=== Begin Enclosure ===

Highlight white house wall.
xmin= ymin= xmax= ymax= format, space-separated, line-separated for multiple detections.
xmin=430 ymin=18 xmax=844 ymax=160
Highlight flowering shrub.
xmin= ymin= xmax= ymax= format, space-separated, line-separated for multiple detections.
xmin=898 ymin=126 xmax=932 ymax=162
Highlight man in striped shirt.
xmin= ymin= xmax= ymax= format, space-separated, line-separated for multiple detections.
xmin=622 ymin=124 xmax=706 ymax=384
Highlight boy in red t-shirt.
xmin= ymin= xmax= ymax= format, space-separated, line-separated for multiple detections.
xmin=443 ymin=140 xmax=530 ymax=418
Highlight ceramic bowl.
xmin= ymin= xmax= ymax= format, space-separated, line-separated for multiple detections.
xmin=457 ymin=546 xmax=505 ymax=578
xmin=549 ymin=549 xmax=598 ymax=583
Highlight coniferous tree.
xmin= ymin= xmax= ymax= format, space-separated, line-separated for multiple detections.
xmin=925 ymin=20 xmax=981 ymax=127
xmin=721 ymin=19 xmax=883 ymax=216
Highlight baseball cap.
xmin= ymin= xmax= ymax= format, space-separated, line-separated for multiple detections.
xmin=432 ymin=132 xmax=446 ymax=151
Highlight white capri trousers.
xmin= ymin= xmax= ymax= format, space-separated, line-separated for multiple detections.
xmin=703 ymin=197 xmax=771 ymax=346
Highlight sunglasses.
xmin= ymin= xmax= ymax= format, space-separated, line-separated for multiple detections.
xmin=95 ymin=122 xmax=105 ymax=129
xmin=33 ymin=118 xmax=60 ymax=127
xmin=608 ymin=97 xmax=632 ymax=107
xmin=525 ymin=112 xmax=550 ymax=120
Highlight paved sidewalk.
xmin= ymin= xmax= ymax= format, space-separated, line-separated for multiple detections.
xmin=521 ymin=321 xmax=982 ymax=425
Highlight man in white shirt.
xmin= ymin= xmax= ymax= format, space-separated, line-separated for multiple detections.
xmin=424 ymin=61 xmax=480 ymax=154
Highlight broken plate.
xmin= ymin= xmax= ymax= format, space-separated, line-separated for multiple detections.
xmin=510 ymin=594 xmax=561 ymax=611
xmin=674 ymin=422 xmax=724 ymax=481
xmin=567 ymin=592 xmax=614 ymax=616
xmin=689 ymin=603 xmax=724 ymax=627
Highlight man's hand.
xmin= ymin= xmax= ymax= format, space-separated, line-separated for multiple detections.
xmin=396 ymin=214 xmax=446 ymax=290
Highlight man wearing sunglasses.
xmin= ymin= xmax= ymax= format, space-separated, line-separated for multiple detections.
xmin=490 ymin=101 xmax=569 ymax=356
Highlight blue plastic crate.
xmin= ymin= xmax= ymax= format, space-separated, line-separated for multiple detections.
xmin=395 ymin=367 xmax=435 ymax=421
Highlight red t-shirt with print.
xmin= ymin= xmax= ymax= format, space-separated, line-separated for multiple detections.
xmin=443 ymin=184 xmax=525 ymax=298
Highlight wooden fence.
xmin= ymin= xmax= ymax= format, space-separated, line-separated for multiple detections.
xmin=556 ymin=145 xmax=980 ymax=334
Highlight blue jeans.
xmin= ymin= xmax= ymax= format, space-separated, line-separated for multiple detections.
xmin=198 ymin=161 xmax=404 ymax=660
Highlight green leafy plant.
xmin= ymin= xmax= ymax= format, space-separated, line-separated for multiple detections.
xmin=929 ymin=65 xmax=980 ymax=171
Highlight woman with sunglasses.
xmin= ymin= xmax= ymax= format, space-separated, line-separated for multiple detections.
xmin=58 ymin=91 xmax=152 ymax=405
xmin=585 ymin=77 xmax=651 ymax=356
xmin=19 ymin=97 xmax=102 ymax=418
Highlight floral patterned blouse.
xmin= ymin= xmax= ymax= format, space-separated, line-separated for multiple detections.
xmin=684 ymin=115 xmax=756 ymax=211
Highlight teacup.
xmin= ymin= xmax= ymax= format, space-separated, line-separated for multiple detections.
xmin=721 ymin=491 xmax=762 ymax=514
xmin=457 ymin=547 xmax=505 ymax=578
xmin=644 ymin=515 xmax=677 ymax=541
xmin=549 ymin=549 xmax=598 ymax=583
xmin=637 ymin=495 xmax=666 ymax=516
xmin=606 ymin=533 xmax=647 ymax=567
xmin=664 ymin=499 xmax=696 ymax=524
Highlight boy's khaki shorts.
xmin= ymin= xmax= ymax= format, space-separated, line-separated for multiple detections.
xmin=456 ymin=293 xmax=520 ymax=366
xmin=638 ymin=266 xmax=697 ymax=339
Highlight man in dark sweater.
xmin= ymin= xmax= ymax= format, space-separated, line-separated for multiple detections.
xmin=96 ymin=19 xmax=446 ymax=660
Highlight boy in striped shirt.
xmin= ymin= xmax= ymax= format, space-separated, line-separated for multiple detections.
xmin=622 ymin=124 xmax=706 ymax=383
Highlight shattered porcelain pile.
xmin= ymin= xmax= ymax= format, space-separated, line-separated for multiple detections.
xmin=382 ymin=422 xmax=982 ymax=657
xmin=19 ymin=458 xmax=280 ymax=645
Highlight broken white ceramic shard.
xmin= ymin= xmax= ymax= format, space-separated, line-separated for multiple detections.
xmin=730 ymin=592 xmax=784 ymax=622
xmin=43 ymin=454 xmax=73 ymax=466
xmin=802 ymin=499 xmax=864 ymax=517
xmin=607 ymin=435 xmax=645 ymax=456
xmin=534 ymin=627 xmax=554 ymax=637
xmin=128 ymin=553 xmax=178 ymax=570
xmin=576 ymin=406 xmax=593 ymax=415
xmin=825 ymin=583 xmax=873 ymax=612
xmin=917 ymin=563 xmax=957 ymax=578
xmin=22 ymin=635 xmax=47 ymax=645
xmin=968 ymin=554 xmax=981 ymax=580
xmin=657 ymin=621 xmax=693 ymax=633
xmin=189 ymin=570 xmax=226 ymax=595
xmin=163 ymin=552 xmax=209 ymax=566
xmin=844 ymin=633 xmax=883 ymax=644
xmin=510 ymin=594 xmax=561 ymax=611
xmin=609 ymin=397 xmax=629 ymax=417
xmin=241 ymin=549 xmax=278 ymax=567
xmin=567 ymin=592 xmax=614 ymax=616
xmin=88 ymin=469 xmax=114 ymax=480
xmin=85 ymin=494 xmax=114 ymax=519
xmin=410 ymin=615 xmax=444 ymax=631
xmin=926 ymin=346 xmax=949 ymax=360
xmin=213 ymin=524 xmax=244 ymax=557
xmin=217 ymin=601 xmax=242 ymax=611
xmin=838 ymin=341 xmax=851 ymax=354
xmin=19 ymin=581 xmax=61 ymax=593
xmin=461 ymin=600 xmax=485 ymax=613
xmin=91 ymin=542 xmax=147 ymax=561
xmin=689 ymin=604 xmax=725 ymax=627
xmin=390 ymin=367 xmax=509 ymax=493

=== End Enclosure ===

**DIRECTIONS**
Only one part of the material above is to be transcribed, namely the lines starting with the line that has "Highlight paved sidewalk." and going on through the line that has "Highlight broken plate.", exactly as they stand.

**RESPONSE TO THE TASK**
Highlight paved sidewalk.
xmin= ymin= xmax= ymax= format, space-separated, line-separated for multiple detections.
xmin=521 ymin=321 xmax=982 ymax=425
Highlight man in white shirt.
xmin= ymin= xmax= ymax= format, space-separated, line-separated for multiple detections.
xmin=424 ymin=61 xmax=480 ymax=154
Highlight broken plate.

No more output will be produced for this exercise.